Could you print out every entry, character for character?
(Exercise data begins)
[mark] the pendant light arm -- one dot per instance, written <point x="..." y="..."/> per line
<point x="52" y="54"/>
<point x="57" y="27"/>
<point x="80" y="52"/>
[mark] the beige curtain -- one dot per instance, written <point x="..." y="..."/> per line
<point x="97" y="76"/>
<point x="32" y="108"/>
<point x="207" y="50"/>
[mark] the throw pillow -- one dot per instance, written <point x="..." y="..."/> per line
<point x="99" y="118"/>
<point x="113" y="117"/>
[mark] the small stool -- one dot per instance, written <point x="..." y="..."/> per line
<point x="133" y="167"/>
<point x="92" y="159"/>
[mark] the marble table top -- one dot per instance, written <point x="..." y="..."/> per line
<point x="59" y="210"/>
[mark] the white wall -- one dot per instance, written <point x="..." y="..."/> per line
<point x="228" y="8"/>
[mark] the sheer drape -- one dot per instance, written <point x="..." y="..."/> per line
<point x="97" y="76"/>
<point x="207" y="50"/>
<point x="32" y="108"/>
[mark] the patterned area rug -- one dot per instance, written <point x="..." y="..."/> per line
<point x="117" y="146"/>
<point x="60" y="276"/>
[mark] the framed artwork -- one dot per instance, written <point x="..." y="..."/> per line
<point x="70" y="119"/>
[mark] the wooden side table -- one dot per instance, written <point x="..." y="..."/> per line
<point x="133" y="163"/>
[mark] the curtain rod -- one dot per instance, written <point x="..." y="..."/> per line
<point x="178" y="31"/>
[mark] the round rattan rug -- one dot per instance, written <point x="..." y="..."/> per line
(Exercise data ends)
» Expected answer:
[mark] the pendant light arm -- one dot per instance, written <point x="..." y="..."/> per line
<point x="52" y="54"/>
<point x="57" y="27"/>
<point x="80" y="52"/>
[mark] the beige curtain -- one dot per instance, written <point x="..." y="..."/> per line
<point x="97" y="76"/>
<point x="32" y="108"/>
<point x="207" y="50"/>
[mark] the throw pillow -- one dot per instance, written <point x="..." y="..."/> per line
<point x="99" y="118"/>
<point x="113" y="117"/>
[mark] the small stool -- one dot per instance, written <point x="..." y="..."/> per line
<point x="133" y="167"/>
<point x="92" y="159"/>
[mark] the marble table top -- one dot per instance, written <point x="..." y="..."/> per line
<point x="59" y="210"/>
[mark] the white wall -- one dot per instance, written <point x="..." y="..."/> per line
<point x="228" y="8"/>
[mark] the sheer drape -- one dot per instance, written <point x="..." y="..."/> per line
<point x="97" y="76"/>
<point x="207" y="50"/>
<point x="32" y="108"/>
[mark] the patterned area rug -- one dot per instance, written <point x="..." y="..."/> per line
<point x="117" y="146"/>
<point x="60" y="276"/>
[mark] the framed artwork -- one dot per instance, written <point x="..." y="..."/> per line
<point x="70" y="119"/>
[mark] the wooden side table -- one dot per instance, written <point x="..." y="..."/> per line
<point x="133" y="163"/>
[mark] the curtain rod -- one dot per instance, written <point x="..." y="..."/> per line
<point x="178" y="31"/>
[mark] the round rattan rug -- one dot per instance, written <point x="..." y="..."/> per line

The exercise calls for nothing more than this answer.